前m大的数

Description:
还记得Gardon给小希布置的那个作业么?(上次比赛的1005)其实小希已经找回了原来的那张数表,现在她想确认一下她的答案是否正确,但是整个的答案是很庞大的表,小希只想让你把答案中最大的M个数告诉她就可以了。
给定一个包含N(N<=3000)个正整数的序列,每个数不超过5000,对它们两两相加得到的N*(N-1)/2个和,求出其中前M大的数(M<=1000)并按从大到小的顺序排列。
Input

输入可能包含多组数据,其中每组数据包括两行:
第一行两个数N和M,
第二行N个数,表示该序列。

Output

对于输入的每组数据,输出M个数,表示结果。输出应当按照从大到小的顺序排列。

Sample Input

4 4
1 2 3 4
4 5
5 3 6 4

Sample Output

7 6 5 5
11 10 9 9 8

Problem solving:
I have nothing to say about this *** problem,just do it without thinking.

Code:

#include<cstdio>
#include<iostream>
#include<algorithm>
using namespace std;
const int maxn=1e7;
int a[maxn],b[4000];
int main()
{
    int n,m;
    while(~scanf("%d %d",&n,&m))
    {
        int k=0;
        for(int i=0;i<n;i++)
            scanf("%d",&b[i]);
        for(int i=0;i<n-1;i++)
        {
            for(int j=i+1;j<n;j++)
            {
                a[k]=b[i]+b[j];
                k++;
            }
        }
        sort(a,a+k);
        for(int i=k-1;i>0;i--)
        {
            if(m==0)    break;
            if(i==k-1)    cout<<a[i];
            else    cout<<" "<<a[i];
            m--;
        }
        puts("");
    }
}

稳定排序

Description:
大家都知道,快速排序是不稳定的排序方法。
如果对于数组中出现的任意a[i],aj,其中a[i]==a[j],在进行排序以后a[i]一定出现在a[j]之前,则认为该排序是稳定的。

某高校招生办得到一份成绩列表,上面记录了考生名字和考生成绩。并且对其使用了某排序算法按成绩进行递减排序。现在请你判断一下该排序算法是否正确,如果正确的话,则判断该排序算法是否为稳定的。
Input

本题目包含多组输入,请处理到文件结束。
对于每组数据,第一行有一个正整数N(0<N<300),代表成绩列表中的考生数目。
接下来有N行,每一行有一个字符串代表考生名字(长度不超过50,仅包含'a'~'z'),和一个整数代表考生分数(小于500)。其中名字和成绩用一个空格隔开。
再接下来又有N行,是上述列表经过某排序算法以后生成的一个序列。格式同上。

Output

对于每组数据,如果算法是正确并且稳定的,就在一行里面输出"Right"。如果算法是正确的但不是稳定的,就在一行里面输出"Not Stable",并且在下面输出正确稳定排序的列表,格式同输入。如果该算法是错误的,就在一行里面输出"Error",并且在下面输出正确稳定排序的列表,格式同输入。
注意,本题目不考虑该排序算法是错误的,但结果是正确的这样的意外情况。

Sample Input

3
aa 10
bb 10
cc 20
cc 20
bb 10
aa 10
3
aa 10
bb 10
cc 20
cc 20
aa 10
bb 10
3
aa 10
bb 10
cc 20
aa 10
bb 10
cc 20

Sample Output

Not Stable
cc 20
aa 10
bb 10
Right
Error
cc 20
aa 10
bb 10

Problem solving:
Attention: we'd better make the order in which it arrears.And then just sort for structures.Compare the second input with the right and stable result.If the score's order is wrong,output 'Error',if the name's order is wrong,output 'Not Stable',if all order are right,output 'Right'.

▶ 任务要求:
A: 将原文摘录中从"本题目包含多组输入,请处理到文件结束。"到"再接下来又有N行,是上述列表经过某排序算法以后生成的一个序列。格式同上。"的文字逐字抄写下来,首尾两处也要包括在内。
B: 按原文摘录中"前m大的数"一题的描述,序列里的每个数最大不超过多少?

▶ 数据摘录:
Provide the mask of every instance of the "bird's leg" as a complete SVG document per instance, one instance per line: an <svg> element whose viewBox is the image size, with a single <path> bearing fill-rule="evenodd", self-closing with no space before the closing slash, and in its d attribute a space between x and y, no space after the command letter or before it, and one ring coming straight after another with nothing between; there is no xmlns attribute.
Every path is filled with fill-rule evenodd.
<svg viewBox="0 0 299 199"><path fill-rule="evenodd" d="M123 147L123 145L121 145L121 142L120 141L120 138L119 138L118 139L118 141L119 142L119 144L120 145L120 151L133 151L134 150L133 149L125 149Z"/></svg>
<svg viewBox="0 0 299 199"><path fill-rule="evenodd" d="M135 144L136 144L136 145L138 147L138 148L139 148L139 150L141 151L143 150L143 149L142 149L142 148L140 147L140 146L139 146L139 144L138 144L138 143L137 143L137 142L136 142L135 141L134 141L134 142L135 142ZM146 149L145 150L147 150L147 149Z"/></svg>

▶ 各题答案:
A:
本题目包含多组输入,请处理到文件结束。
对于每组数据,第一行有一个正整数N(0<N<300),代表成绩列表中的考生数目。
接下来有N行,每一行有一个字符串代表考生名字(长度不超过50,仅包含'a'~'z'),和一个整数代表考生分数(小于500)。其中名字和成绩用一个空格隔开。
再接下来又有N行,是上述列表经过某排序算法以后生成的一个序列。格式同上。

B: 每个数不超过5000。